▶ [WHAT IS EXPECTED] Every line in the records below with the string "query" is to be copied out.

▶ [Region pointing data]
════════

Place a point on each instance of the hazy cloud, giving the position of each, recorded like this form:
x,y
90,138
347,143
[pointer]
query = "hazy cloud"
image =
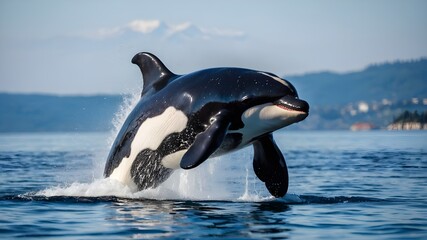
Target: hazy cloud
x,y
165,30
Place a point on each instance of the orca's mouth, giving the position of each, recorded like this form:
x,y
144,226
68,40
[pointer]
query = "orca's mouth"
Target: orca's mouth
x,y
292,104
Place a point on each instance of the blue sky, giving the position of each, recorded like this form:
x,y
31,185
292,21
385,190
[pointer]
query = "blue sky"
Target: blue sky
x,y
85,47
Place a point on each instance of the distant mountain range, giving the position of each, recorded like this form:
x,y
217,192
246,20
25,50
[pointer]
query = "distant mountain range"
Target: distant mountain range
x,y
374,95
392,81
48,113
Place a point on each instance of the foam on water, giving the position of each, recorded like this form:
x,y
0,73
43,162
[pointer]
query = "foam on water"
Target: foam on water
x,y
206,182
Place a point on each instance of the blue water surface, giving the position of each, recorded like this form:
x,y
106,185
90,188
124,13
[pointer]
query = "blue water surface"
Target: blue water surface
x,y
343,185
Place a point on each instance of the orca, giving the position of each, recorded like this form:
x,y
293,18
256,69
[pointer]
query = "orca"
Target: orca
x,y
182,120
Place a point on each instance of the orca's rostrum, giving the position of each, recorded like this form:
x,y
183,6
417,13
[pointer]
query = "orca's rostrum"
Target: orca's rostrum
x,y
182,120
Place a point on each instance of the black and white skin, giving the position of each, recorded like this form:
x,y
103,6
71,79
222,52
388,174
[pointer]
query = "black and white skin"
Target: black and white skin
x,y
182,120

════════

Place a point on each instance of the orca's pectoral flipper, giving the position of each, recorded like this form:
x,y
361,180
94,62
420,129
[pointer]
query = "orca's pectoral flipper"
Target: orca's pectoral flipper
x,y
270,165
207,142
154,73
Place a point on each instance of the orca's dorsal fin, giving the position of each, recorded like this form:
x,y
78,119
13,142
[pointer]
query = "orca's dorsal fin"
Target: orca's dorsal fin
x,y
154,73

════════

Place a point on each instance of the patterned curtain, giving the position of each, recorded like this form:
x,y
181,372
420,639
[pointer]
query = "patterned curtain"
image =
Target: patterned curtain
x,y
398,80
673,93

════════

▶ [RESPONSE BELOW]
query = "hazy cloud"
query = "orca's mouth"
query = "blue sky"
query = "distant mountain range"
query = "foam on water"
query = "blue water surface"
query = "orca"
query = "orca's rostrum"
query = "black and white skin"
query = "orca's pectoral flipper"
query = "orca's dorsal fin"
query = "patterned curtain"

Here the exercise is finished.